Stored records
=== Begin Enclosure ===

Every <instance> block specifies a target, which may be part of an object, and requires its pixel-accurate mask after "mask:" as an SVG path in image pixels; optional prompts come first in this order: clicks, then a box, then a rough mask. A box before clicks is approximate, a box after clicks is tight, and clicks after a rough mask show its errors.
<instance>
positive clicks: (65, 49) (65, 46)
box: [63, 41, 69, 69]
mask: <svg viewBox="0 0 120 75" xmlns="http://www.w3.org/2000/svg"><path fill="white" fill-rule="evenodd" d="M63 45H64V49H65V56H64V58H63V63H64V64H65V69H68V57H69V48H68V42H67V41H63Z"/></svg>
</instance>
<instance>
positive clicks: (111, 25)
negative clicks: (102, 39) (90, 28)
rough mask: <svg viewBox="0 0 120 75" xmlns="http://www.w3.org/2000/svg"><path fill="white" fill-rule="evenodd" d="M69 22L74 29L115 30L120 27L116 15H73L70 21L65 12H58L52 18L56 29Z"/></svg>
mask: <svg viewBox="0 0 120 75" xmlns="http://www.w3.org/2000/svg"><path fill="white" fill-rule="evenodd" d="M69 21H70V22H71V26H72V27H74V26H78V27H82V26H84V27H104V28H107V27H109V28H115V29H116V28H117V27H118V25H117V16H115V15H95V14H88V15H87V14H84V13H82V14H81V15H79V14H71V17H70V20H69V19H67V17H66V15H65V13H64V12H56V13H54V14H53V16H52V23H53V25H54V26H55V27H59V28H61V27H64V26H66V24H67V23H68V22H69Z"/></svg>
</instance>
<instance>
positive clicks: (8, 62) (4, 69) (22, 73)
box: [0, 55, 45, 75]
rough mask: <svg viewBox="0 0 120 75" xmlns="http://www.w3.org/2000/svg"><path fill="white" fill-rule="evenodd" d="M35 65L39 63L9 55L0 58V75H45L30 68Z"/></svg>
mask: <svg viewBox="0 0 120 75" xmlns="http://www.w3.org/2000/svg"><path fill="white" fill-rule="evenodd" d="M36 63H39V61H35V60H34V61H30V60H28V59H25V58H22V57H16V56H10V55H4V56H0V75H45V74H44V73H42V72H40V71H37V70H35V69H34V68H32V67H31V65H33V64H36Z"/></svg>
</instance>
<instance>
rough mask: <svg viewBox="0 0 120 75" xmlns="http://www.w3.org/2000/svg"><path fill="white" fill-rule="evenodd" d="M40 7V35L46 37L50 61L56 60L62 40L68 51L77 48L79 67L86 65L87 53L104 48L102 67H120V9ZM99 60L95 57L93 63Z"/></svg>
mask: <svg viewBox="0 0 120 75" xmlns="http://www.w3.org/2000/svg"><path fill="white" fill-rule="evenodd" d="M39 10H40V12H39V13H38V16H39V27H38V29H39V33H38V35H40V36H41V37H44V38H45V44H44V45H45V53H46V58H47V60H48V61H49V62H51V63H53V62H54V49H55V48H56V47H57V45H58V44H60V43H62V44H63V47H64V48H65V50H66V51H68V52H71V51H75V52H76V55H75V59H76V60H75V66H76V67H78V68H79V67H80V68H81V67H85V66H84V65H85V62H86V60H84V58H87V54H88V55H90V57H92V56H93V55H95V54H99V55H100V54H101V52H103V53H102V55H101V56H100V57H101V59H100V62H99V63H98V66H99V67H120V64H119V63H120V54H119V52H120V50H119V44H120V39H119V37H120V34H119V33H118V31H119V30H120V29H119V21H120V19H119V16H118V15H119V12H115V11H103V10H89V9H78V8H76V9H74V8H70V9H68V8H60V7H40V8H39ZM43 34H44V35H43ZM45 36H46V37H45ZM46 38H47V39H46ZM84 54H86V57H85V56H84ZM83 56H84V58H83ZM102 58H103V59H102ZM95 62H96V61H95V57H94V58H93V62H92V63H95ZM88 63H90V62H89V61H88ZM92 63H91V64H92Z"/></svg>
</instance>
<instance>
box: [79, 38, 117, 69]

=== End Enclosure ===

## Your instructions
Where a line of the data holds the word "clicks", copy that line.

## Solution to this exercise
Every <instance> block specifies a target, which may be part of an object, and requires its pixel-accurate mask after "mask:" as an SVG path in image pixels; optional prompts come first in this order: clicks, then a box, then a rough mask. A box before clicks is approximate, a box after clicks is tight, and clicks after a rough mask show its errors.
positive clicks: (65, 49) (65, 46)
positive clicks: (111, 25)
negative clicks: (102, 39) (90, 28)
positive clicks: (8, 62) (4, 69) (22, 73)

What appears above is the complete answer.